__EXERCISE MATERIALS__:
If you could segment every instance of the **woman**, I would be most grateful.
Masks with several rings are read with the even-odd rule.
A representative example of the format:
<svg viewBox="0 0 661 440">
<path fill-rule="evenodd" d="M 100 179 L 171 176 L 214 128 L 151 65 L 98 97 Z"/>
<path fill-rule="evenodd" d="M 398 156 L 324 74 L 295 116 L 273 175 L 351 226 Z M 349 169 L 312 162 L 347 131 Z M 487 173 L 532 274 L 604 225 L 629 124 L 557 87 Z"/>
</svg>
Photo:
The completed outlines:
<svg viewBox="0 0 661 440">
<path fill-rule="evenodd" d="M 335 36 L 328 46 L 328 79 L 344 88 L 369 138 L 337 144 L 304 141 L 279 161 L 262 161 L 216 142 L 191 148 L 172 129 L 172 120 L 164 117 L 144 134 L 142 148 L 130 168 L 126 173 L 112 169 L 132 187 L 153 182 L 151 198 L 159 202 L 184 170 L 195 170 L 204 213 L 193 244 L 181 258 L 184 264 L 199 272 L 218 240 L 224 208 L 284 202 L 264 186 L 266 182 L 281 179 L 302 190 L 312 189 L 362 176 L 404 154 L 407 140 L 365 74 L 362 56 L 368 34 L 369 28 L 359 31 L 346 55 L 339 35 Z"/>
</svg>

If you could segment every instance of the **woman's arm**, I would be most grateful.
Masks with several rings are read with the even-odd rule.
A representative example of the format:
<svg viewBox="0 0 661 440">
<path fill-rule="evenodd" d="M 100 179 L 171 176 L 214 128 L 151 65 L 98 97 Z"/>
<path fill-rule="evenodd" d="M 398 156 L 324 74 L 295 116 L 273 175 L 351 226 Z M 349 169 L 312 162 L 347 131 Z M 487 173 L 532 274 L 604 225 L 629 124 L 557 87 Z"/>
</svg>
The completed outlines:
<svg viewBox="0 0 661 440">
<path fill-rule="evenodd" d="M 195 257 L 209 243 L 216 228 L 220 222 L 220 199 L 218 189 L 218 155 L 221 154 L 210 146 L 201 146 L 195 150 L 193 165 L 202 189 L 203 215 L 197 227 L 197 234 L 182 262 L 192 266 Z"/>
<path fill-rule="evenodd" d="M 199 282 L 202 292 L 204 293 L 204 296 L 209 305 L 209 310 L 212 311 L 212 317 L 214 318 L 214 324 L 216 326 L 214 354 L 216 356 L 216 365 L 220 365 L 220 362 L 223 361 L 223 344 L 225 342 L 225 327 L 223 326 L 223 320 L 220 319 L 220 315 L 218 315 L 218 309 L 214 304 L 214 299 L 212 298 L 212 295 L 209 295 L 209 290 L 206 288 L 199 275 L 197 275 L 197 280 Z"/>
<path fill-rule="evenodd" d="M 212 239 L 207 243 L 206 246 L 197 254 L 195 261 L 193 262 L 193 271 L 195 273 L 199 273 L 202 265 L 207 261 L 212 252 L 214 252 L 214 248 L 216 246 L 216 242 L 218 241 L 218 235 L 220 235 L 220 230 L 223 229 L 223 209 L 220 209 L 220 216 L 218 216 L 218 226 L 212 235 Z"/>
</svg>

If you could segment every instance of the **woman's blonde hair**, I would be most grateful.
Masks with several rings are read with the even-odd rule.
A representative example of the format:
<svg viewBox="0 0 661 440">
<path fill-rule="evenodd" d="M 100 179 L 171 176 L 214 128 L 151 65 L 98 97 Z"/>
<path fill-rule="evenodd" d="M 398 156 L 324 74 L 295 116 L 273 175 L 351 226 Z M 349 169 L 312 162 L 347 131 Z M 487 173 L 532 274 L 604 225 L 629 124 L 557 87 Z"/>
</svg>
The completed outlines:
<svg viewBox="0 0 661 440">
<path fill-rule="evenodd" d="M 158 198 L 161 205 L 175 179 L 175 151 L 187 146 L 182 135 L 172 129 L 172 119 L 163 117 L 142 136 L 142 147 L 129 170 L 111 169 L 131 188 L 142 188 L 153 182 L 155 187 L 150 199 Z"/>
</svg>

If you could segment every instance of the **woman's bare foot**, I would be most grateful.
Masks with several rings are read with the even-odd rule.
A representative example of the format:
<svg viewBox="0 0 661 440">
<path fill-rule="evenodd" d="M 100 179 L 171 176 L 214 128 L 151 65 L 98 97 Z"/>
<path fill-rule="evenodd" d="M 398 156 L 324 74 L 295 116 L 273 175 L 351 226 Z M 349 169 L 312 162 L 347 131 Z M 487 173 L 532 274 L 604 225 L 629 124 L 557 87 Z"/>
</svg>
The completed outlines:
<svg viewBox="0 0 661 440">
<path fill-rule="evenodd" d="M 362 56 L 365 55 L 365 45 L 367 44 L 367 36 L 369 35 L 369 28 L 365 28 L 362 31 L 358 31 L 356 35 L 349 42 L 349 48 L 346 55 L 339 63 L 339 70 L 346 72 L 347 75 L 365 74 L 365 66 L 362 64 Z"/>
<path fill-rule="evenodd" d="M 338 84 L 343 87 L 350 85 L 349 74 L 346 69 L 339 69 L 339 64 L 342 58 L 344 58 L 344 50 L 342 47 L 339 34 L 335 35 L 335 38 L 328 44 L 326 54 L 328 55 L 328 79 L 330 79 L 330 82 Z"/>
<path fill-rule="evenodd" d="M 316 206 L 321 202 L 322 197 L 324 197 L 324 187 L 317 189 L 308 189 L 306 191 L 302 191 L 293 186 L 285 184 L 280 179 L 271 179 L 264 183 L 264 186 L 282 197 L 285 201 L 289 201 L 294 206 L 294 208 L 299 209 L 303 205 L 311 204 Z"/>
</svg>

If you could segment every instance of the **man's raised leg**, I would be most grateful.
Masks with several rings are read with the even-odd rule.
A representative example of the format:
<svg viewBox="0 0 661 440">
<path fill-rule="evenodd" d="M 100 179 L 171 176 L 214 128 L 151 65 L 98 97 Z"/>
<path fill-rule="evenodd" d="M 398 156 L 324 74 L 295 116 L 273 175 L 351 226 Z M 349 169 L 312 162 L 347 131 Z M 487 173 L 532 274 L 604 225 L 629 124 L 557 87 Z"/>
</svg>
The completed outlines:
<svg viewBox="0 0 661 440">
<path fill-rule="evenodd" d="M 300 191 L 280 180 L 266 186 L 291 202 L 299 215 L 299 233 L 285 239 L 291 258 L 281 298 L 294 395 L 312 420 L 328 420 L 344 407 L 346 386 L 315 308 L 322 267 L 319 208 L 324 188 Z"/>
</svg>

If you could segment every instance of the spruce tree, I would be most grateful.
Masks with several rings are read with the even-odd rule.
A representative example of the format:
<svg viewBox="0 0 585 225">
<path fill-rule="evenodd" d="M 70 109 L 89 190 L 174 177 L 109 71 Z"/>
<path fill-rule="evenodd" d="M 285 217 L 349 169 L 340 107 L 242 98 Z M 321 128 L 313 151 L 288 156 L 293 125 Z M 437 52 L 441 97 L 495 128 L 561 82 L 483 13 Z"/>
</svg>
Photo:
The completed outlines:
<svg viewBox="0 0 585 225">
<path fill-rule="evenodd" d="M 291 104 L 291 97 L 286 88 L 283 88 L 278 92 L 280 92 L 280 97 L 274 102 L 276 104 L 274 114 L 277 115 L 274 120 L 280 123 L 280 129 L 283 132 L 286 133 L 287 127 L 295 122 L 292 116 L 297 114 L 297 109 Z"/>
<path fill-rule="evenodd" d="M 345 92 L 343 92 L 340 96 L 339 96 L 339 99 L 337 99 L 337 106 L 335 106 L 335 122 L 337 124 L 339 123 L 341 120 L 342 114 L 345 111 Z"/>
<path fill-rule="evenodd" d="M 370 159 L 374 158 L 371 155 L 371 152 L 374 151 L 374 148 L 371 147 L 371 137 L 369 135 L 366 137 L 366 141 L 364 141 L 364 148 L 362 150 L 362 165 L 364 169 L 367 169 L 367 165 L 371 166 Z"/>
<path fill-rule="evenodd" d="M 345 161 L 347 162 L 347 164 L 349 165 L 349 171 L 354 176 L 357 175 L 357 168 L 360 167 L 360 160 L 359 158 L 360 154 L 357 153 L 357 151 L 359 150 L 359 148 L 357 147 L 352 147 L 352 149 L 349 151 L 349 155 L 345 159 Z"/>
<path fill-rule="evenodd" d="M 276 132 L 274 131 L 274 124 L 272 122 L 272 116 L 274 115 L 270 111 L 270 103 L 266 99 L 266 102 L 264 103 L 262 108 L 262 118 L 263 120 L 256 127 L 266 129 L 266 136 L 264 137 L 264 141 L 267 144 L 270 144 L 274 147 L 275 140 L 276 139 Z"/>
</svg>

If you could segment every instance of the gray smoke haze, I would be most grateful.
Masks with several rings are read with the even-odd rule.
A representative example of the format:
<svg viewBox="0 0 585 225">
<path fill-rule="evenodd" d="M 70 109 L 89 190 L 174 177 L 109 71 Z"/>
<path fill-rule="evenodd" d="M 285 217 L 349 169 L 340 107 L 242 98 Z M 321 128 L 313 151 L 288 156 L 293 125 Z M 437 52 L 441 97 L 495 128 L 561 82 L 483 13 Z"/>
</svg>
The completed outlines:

__TASK PROMPT__:
Copy the entries word for word, starting at the line that contains "If you could segment every instance of the **woman's arm**, I" and ending at the line that contains "195 257 L 209", with both of those lines included.

__WRITTEN ANSWER__:
If you could segment every instance of the **woman's arm**, I would be most grateful.
Masks with several rings are read with the even-odd rule.
A representative example of the format:
<svg viewBox="0 0 661 440">
<path fill-rule="evenodd" d="M 100 179 L 171 176 L 214 128 L 151 65 L 98 97 Z"/>
<path fill-rule="evenodd" d="M 398 156 L 324 74 L 295 116 L 273 175 L 351 226 Z M 349 169 L 312 162 L 347 131 Z M 487 173 L 532 274 L 604 225 L 629 124 L 557 87 Z"/>
</svg>
The completed outlines:
<svg viewBox="0 0 661 440">
<path fill-rule="evenodd" d="M 195 257 L 209 243 L 216 228 L 220 222 L 220 199 L 218 189 L 218 155 L 221 154 L 210 146 L 201 146 L 195 150 L 193 165 L 202 189 L 203 215 L 197 227 L 197 234 L 182 262 L 192 266 Z"/>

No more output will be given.